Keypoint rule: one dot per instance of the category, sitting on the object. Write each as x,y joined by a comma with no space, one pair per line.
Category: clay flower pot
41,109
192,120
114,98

▸ What you have to do
Once you have read the entries, reproduce each one exactly.

▸ Solution for this exercise
Keypoint rule: one dot per instance of the category, sitting on the object. Write each as x,y joined by a comma with no space, one pair per line.
Category: clay flower pot
41,109
192,120
114,98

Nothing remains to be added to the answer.